_Task prompt_.
Can you reproduce, word for word, the part of the DFMO article below that opens with the words containing "Wilson, who also" and closes with "prevents stomach cancer."?

_Text_.
+ + + +
Cancer

March 28, 2019

Cancer prevention drug also disables H. pylori bacterium

A medicine currently being tested as a chemoprevention agent for multiple types of cancer has more than one trick in its bag when it comes to preventing stomach cancer, Vanderbilt researchers have discovered.

 

Keith Wilson, MD, and J. Carolina Sierra, PhD, are studying ways to prevent stomach cancer, the third leading cause of cancer deaths worldwide.
Keith Wilson, MD, and J. Carolina Sierra, PhD, are studying ways to prevent stomach cancer, the third leading cause of cancer deaths worldwide. (photo by Joe Howell)

by Leigh MacMillan

A medicine currently being tested as a chemoprevention agent for multiple types of cancer has more than one trick in its bag when it comes to preventing stomach cancer, Vanderbilt researchers have discovered.

The investigators found that in addition to its known ability to block the production of cell growth compounds, the drug DFMO (difluoromethylornithine) acts directly on the bacterium Helicobacter pylori to reduce its virulence. H. pylori infection is the primary cause of gastric cancer.

The findings, reported in the March 12 issue of Proceedings of the National Academy of Sciences, support further studies of DFMO for the prevention of stomach cancer, the third leading cause of cancer deaths worldwide.

H. pylori infects the stomachs of half of the human population, but only about 1 percent of infected individuals develop stomach cancer. Although it’s possible to treat the infection to prevent stomach cancer, it’s not clear whom to treat. Plus, the bug may be conferring beneficial effects — esophageal reflux diseases, asthma and other allergic disorders occur more frequently in people who are not infected with H. pylori.

H. pylori has co-evolved with humans for at least 60,000 years, probably longer, and attempting to prevent stomach cancer by eliminating the infection with widespread use of antibiotics is not necessarily a good idea,” said Keith Wilson, MD, Thomas F. Frist Sr. Professor of Medicine and professor of Pathology, Microbiology and Immunology.

“Our study suggests that it might be possible to reduce the virulence of the bacteria, without having to eliminate it. It’s a speculative and unusual way to think about an infection, but it could be an interesting strategy.”

Wilson, who also directs the Vanderbilt Center for Mucosal Inflammation and Cancer, and his team previously linked the production of cell growth compounds called polyamines to the development of stomach cancer in an H. pylori-infected animal model. They demonstrated that treatment of the animals with DFMO, which inhibits an enzyme that is key to the production of polyamines, prevents stomach cancer.
+ + + +
_Information_.
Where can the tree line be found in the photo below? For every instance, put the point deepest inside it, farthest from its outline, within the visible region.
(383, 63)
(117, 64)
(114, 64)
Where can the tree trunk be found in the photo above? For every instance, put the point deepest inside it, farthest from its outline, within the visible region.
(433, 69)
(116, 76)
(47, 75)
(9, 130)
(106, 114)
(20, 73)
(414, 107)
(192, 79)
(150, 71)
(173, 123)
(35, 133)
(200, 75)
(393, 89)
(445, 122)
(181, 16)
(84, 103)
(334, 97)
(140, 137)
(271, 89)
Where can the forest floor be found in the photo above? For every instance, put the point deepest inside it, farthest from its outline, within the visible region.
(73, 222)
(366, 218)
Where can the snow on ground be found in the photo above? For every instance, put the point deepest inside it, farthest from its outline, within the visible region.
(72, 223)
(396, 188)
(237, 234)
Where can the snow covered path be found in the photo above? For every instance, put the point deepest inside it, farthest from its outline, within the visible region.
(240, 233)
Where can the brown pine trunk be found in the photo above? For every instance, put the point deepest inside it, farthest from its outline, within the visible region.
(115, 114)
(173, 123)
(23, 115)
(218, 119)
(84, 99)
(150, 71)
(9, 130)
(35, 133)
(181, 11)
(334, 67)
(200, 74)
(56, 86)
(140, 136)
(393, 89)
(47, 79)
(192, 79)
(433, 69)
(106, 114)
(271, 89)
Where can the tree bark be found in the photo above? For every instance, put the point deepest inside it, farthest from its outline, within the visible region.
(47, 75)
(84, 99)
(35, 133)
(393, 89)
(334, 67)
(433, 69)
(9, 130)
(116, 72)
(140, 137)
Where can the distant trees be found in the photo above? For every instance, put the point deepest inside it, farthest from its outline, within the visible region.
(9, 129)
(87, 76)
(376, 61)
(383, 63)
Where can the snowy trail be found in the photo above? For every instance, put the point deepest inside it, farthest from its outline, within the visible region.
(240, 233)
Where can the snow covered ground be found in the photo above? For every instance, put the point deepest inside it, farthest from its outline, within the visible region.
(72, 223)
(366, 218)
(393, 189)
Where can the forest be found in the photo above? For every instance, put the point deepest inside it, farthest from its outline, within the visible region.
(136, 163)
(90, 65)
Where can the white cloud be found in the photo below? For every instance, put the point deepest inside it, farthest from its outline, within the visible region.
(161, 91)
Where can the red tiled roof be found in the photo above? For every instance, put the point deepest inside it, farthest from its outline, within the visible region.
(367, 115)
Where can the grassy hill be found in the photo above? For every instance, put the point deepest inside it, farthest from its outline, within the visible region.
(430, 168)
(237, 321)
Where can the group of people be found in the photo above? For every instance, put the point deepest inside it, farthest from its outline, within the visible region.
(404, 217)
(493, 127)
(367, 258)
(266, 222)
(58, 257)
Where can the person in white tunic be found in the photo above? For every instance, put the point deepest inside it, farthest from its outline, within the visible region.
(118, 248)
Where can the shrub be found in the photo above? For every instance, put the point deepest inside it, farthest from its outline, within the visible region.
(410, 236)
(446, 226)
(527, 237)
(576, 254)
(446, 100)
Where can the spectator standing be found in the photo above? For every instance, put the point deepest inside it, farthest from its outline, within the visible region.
+ + + +
_Result_.
Wilson, who also directs the Vanderbilt Center for Mucosal Inflammation and Cancer, and his team previously linked the production of cell growth compounds called polyamines to the development of stomach cancer in an H. pylori-infected animal model. They demonstrated that treatment of the animals with DFMO, which inhibits an enzyme that is key to the production of polyamines, prevents stomach cancer.